TEXT BLOCK
What does the D school at Stanford do that is so different from other design schools?

“The D school is kind of an unconventional Institute in that we work with students and faculty from all across Stanford. And there are several different schools at Stanford: so we have medical students working alongside engineers, working alongside public policy students, and working alongside English majors. And that mix of student perspectives means there's this very potent blend of opportunity when it comes to creative work. And we'll take those teams of students, coming from those different disciplinary backgrounds, and what they lack when they walk in the door at the D school is a common way to navigate an open ended problem.”

One of the things I appreciated in your book is how you center human’s emotional lives as central to our personal creativity.

“There's a lot about being at the D school that is centered around emotions and the way in which emotions are actually a really important part of creative work. We don't shy away from that, in fact, I was lucky enough to be a Grad student when the D school got started and I took some of the very early classes. And at the time, there was actually a full time clinical psychologist who was on staff who actually helped teams.”

You also write about the conflict that happens when two people are in two different mindsets about their creative work.

“A lot of team conflict happens when one person is in an exploration mindset and the other person is in the decision making mindset. And just being able to articulate back to a common vocabulary is so important. Can you say to someone ‘Oh, I really think we need to be expanding our options and expanding our solutions. Can  we just hold off on making that decision for 15 more minutes?’ And then make a provisional decision  to get more data so it's about having that way to avert those deep misunderstandings where your feelings get really hurt just because somebody is in a completely different frame about where you are in the process.”

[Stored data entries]

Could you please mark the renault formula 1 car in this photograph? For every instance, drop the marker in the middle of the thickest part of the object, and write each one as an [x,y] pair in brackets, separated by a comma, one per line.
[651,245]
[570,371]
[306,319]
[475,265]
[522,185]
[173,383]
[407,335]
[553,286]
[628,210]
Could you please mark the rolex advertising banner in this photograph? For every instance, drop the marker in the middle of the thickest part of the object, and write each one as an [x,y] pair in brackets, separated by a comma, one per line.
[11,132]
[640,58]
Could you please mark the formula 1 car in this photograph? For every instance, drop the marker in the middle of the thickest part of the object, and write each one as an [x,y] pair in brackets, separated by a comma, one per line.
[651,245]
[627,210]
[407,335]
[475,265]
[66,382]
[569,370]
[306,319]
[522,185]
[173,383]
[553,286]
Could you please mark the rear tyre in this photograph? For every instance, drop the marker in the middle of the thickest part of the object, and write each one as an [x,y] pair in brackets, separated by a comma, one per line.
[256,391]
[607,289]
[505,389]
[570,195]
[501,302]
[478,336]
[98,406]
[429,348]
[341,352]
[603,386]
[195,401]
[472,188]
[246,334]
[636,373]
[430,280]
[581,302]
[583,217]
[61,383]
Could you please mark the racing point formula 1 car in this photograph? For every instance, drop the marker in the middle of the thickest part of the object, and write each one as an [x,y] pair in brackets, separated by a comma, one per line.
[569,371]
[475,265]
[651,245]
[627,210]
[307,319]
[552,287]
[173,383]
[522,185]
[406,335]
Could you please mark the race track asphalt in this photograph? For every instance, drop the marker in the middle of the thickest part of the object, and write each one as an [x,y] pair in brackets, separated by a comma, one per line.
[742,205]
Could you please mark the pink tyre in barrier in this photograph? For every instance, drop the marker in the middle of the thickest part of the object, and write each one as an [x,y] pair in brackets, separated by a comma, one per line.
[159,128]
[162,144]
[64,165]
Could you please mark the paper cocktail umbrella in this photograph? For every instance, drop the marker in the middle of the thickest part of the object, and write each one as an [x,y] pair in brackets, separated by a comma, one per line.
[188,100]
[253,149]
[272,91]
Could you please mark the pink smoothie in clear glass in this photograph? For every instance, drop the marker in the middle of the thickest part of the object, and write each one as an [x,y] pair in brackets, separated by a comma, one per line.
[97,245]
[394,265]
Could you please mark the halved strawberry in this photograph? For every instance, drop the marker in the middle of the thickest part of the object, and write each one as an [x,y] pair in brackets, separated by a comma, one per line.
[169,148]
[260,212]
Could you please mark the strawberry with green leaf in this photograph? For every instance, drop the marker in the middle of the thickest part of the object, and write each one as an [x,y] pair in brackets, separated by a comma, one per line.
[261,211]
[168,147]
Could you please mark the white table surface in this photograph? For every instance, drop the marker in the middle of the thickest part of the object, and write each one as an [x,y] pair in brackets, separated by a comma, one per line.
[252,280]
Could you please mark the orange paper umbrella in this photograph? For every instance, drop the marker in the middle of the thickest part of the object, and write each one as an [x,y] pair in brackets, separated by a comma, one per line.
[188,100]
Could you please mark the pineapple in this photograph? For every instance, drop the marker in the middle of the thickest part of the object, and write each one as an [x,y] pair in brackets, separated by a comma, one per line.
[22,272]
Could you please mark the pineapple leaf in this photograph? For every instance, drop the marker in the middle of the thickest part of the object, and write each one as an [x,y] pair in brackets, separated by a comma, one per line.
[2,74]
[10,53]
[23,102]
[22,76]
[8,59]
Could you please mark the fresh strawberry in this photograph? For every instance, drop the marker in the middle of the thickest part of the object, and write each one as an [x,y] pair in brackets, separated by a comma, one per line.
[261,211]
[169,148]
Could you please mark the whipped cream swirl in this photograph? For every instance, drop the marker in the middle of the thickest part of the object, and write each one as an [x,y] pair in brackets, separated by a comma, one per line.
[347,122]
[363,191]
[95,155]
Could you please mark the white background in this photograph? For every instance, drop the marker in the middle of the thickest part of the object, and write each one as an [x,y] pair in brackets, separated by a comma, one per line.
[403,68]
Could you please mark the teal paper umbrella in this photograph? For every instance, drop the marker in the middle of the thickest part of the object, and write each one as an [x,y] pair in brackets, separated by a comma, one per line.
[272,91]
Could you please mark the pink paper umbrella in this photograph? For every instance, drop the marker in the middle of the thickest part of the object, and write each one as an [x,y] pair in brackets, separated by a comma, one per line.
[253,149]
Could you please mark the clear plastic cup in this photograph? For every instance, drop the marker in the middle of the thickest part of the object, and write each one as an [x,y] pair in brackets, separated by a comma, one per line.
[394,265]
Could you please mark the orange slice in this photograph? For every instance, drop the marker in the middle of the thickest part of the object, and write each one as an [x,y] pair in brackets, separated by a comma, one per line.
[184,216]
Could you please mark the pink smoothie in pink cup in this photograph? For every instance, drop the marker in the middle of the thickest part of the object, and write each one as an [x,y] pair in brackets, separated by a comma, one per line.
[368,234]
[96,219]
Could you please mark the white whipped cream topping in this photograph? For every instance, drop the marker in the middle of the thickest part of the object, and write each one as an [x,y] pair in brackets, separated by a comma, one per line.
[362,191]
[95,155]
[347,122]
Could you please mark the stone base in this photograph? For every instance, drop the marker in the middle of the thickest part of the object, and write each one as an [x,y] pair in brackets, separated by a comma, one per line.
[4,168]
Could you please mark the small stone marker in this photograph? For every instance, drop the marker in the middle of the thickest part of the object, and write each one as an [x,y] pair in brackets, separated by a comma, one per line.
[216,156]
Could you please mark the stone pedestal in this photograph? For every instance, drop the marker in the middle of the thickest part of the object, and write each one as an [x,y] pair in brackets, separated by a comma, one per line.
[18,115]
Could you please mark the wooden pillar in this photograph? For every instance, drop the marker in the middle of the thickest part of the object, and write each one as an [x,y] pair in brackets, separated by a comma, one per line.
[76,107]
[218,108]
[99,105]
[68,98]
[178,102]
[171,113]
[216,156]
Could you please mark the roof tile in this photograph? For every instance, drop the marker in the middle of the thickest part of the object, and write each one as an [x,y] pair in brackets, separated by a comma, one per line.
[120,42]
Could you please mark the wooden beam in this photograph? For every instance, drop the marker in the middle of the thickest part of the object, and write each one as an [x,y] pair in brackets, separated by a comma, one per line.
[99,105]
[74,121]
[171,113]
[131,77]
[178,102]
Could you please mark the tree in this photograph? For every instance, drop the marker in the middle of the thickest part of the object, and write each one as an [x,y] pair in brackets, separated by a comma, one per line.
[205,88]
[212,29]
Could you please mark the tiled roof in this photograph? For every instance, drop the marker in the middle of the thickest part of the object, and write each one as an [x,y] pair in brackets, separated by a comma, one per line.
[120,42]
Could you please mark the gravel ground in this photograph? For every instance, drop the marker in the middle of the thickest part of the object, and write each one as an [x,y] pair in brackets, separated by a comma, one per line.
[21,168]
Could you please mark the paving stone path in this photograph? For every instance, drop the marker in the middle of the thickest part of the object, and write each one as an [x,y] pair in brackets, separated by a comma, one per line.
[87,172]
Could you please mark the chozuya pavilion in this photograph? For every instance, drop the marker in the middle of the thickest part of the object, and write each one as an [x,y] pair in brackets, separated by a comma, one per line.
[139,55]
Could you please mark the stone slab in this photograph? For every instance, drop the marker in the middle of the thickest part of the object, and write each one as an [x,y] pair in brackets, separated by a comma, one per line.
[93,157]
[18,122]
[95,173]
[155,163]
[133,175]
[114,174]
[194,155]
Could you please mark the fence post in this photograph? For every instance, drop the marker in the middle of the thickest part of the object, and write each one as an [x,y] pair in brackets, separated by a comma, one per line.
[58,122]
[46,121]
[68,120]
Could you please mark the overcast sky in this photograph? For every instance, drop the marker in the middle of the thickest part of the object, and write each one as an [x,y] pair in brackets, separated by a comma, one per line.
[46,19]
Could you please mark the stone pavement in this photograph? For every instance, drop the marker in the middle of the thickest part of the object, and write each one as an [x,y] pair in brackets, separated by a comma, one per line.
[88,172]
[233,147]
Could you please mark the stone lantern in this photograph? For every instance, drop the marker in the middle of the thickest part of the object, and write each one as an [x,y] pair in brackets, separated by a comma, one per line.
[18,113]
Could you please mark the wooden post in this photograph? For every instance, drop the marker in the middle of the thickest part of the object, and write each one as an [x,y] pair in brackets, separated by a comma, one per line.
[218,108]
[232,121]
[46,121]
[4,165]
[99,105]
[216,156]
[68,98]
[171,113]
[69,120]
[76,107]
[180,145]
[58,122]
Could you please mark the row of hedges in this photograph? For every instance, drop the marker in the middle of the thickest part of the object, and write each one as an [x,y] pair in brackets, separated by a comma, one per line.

DESCRIPTION OF THE TASK
In the interview about the Stanford D school, who was on staff to help teams when the D school got started?

WRITTEN SOLUTION
A full-time clinical psychologist.